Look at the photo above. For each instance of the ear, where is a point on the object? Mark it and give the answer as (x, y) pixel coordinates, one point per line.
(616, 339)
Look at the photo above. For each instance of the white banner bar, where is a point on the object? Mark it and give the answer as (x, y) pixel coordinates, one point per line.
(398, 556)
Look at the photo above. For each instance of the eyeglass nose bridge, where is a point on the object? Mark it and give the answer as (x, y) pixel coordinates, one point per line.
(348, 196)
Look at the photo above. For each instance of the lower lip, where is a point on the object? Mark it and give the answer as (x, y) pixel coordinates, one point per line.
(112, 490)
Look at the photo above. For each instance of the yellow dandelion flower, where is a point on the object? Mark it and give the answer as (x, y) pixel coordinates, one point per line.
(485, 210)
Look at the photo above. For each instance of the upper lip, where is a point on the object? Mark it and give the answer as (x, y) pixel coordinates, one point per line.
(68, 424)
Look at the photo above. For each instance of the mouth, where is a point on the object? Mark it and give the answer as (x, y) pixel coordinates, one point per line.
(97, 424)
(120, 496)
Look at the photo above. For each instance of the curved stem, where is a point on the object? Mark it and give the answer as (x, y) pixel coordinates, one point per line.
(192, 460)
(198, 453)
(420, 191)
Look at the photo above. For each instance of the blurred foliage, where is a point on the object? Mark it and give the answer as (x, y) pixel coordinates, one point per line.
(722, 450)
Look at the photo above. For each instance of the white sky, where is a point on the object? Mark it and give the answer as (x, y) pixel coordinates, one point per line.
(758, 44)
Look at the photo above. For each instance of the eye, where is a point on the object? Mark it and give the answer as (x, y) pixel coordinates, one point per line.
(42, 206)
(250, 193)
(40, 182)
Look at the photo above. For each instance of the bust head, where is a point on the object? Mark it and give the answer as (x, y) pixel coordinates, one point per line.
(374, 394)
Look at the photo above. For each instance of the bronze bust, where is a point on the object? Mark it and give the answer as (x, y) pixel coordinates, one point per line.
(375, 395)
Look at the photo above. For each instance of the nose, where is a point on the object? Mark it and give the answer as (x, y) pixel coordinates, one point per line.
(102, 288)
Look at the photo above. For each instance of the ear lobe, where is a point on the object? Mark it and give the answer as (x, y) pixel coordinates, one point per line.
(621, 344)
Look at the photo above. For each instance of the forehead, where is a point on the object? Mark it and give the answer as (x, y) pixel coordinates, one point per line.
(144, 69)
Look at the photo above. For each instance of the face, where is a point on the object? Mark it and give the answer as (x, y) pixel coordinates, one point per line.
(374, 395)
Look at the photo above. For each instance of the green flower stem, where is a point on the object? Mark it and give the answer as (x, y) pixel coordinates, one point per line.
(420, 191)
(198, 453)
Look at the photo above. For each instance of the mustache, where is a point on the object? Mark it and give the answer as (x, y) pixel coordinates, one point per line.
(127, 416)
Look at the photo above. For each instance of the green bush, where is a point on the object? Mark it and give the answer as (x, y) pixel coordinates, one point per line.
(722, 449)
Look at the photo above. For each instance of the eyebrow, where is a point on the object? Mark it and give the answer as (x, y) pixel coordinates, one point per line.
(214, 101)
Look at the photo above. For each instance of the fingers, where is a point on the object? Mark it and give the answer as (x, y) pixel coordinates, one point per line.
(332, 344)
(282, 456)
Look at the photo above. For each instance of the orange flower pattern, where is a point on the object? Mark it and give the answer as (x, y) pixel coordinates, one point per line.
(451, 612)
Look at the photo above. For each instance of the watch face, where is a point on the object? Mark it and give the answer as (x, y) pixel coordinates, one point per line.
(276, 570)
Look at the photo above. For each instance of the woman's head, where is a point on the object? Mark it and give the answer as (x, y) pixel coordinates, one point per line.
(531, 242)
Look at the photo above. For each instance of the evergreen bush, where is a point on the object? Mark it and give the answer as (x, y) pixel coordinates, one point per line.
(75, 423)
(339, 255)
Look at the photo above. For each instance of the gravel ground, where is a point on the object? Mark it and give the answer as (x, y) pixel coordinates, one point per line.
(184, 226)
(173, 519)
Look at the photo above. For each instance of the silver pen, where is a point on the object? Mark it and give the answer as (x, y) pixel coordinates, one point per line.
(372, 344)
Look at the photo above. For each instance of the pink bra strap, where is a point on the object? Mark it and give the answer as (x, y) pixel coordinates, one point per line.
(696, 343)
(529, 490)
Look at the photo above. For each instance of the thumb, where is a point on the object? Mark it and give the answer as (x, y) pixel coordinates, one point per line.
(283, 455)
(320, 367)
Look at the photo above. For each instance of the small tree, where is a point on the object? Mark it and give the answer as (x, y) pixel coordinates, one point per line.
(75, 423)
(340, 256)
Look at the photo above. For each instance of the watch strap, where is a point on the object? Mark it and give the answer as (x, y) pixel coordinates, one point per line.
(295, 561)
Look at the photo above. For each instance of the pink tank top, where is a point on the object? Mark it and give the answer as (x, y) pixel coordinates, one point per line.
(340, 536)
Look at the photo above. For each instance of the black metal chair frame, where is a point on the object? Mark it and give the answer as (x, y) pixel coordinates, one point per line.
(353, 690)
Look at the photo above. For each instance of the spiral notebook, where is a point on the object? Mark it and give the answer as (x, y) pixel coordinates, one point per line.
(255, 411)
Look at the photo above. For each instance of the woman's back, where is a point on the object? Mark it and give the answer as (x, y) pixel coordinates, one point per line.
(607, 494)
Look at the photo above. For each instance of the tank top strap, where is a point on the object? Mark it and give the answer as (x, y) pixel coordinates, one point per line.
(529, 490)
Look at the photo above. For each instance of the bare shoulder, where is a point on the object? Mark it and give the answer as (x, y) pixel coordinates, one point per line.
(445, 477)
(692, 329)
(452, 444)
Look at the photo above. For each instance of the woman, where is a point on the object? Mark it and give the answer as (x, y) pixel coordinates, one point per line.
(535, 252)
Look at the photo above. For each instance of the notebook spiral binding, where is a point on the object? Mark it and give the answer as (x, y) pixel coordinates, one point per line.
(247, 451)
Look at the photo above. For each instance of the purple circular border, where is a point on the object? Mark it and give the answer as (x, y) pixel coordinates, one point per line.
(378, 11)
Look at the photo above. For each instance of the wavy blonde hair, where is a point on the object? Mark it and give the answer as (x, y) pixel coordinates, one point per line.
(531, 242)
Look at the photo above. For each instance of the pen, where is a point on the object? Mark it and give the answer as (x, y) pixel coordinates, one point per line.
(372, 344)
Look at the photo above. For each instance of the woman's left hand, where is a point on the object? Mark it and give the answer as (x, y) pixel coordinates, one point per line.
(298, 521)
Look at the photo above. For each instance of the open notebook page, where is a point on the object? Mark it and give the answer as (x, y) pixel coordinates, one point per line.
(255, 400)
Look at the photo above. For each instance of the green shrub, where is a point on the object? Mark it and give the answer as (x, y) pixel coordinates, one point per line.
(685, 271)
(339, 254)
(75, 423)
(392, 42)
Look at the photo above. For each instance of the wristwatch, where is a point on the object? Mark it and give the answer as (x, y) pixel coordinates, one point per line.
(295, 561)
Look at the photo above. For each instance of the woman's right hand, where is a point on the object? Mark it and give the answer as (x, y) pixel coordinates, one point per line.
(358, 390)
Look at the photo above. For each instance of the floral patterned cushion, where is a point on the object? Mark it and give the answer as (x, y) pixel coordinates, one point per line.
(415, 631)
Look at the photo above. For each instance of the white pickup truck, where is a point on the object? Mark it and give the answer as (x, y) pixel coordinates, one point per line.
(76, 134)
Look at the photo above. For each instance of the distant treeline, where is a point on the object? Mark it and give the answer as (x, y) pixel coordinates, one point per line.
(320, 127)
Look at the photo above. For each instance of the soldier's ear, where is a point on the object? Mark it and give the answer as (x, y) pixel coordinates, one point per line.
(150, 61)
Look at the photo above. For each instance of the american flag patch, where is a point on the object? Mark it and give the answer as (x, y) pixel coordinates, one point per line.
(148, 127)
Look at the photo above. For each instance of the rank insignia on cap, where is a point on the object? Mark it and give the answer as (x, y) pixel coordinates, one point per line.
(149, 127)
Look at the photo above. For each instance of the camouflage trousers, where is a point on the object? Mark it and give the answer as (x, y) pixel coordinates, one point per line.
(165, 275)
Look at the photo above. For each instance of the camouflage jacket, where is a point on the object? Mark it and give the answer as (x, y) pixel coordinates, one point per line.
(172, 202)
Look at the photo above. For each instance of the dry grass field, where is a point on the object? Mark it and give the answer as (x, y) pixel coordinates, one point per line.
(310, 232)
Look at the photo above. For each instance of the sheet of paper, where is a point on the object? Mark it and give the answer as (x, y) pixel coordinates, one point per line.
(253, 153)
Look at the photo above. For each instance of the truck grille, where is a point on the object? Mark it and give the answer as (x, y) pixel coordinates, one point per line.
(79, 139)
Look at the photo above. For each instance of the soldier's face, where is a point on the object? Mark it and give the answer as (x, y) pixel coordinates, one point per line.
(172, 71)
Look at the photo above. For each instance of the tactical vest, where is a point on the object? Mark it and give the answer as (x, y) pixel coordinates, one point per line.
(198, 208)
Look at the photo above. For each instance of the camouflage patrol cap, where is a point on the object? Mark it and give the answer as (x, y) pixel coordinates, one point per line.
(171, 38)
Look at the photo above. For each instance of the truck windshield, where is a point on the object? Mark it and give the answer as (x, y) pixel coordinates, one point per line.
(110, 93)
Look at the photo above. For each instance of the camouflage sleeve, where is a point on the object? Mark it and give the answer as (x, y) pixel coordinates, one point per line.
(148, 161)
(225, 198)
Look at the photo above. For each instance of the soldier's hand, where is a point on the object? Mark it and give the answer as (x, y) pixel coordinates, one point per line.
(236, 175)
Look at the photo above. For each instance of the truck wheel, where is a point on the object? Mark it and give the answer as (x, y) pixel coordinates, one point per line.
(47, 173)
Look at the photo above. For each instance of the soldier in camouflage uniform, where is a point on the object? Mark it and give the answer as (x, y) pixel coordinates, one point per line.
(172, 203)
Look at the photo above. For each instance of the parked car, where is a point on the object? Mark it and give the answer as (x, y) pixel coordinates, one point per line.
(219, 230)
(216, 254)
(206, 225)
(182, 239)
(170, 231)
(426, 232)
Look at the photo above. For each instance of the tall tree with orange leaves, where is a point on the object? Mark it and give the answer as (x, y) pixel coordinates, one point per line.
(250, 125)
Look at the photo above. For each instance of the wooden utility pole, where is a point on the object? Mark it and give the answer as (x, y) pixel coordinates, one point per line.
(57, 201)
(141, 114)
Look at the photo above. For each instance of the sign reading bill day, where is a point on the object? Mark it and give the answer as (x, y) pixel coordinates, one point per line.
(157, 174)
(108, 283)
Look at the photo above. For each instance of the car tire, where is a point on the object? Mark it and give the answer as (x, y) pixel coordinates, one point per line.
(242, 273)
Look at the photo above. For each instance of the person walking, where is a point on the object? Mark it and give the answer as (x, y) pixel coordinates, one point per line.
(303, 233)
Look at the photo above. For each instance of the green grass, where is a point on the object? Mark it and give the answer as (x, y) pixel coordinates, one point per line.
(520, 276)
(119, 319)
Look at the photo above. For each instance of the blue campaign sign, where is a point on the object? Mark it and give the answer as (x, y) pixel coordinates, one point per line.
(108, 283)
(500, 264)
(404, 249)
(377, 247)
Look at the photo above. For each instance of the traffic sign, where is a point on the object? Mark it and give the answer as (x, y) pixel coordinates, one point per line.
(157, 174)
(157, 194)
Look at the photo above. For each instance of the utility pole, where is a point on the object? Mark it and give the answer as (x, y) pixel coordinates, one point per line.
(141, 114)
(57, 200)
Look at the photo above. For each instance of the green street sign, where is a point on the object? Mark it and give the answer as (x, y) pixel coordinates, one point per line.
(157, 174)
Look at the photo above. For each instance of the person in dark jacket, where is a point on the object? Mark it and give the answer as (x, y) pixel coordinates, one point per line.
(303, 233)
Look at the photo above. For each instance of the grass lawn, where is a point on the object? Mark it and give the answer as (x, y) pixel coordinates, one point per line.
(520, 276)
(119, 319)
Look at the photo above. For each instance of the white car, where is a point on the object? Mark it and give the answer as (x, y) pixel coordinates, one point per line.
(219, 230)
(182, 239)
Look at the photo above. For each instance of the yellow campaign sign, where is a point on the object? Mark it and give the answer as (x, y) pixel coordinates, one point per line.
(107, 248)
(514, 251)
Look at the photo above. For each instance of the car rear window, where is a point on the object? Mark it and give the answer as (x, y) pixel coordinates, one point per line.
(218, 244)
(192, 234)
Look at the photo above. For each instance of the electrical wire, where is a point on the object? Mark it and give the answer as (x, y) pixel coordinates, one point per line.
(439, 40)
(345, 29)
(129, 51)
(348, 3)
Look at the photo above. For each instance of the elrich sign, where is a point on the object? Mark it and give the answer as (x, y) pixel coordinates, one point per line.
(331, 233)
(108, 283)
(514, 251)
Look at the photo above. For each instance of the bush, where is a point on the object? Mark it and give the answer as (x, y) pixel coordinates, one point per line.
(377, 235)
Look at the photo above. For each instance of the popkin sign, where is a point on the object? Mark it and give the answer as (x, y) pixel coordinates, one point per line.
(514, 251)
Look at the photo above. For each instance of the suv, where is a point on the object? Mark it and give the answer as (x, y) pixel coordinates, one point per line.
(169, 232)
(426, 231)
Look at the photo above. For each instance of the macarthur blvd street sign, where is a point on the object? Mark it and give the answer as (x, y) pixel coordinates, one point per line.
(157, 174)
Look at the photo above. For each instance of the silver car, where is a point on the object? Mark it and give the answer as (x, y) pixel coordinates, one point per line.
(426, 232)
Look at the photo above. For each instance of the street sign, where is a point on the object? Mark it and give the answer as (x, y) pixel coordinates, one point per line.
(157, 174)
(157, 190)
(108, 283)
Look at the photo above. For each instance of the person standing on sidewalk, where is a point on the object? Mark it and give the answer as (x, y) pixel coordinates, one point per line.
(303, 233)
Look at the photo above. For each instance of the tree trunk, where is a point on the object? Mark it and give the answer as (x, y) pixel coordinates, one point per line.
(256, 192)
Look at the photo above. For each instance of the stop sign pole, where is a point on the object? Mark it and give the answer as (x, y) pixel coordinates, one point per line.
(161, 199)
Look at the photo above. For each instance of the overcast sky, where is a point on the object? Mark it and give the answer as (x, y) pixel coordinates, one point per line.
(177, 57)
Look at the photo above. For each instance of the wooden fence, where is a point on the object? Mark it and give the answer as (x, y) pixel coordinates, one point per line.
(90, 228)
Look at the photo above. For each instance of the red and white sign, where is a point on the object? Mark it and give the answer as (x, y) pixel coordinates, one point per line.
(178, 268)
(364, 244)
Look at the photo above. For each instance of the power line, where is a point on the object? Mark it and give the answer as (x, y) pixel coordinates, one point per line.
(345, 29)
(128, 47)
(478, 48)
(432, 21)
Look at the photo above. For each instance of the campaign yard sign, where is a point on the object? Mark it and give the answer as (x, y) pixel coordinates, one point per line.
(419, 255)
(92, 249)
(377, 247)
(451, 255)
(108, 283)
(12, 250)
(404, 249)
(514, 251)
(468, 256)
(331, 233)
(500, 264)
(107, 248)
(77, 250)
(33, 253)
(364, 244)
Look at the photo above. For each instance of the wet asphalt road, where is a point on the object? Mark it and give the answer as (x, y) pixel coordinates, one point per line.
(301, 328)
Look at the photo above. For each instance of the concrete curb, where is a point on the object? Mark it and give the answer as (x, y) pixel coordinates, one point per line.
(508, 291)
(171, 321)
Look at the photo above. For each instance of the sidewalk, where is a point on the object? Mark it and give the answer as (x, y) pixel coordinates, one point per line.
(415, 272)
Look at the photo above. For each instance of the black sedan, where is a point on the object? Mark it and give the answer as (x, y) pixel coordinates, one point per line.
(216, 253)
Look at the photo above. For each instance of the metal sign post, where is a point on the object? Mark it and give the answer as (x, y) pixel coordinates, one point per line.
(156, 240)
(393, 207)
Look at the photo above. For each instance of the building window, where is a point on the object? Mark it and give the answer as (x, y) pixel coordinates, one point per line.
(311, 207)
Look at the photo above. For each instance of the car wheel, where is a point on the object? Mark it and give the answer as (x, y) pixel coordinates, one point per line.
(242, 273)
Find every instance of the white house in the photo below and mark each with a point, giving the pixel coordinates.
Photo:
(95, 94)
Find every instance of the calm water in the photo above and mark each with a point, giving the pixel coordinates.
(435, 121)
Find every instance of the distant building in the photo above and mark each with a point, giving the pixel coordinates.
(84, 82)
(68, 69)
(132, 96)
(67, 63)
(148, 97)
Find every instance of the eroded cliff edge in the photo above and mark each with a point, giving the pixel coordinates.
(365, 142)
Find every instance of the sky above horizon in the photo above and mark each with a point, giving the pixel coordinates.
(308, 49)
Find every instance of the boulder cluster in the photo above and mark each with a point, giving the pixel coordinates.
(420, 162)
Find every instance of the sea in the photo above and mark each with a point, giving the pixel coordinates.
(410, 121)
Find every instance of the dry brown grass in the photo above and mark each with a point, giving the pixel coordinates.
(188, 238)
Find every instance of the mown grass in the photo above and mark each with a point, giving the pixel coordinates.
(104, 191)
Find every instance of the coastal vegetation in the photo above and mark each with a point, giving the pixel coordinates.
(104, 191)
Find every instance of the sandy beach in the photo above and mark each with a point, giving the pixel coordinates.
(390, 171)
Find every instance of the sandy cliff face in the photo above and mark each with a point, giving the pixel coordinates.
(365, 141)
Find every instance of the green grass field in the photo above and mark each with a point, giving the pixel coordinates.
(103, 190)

■ ABOUT THIS EXERCISE
Every line from the one that holds "Find every instance of the mown" to the end of the data above should be given again exactly, with that line and the last one both kept.

■ ANSWER
Find every instance of the mown grass in the photo above and mark each with a point, giving the pixel coordinates.
(104, 191)
Find every instance of the coastal vegetation in the photo above and mark each with a point, giving the pixel coordinates.
(104, 191)
Find every instance of the sandy beach in the photo above and mark each with a point, giving the pixel coordinates.
(390, 171)
Find every instance of the sandy cliff face in the photo above and mark each with a point, giving the pixel coordinates.
(365, 141)
Find every instance of the green grass field in the photo above and mark each with a point, giving the pixel coordinates.
(103, 190)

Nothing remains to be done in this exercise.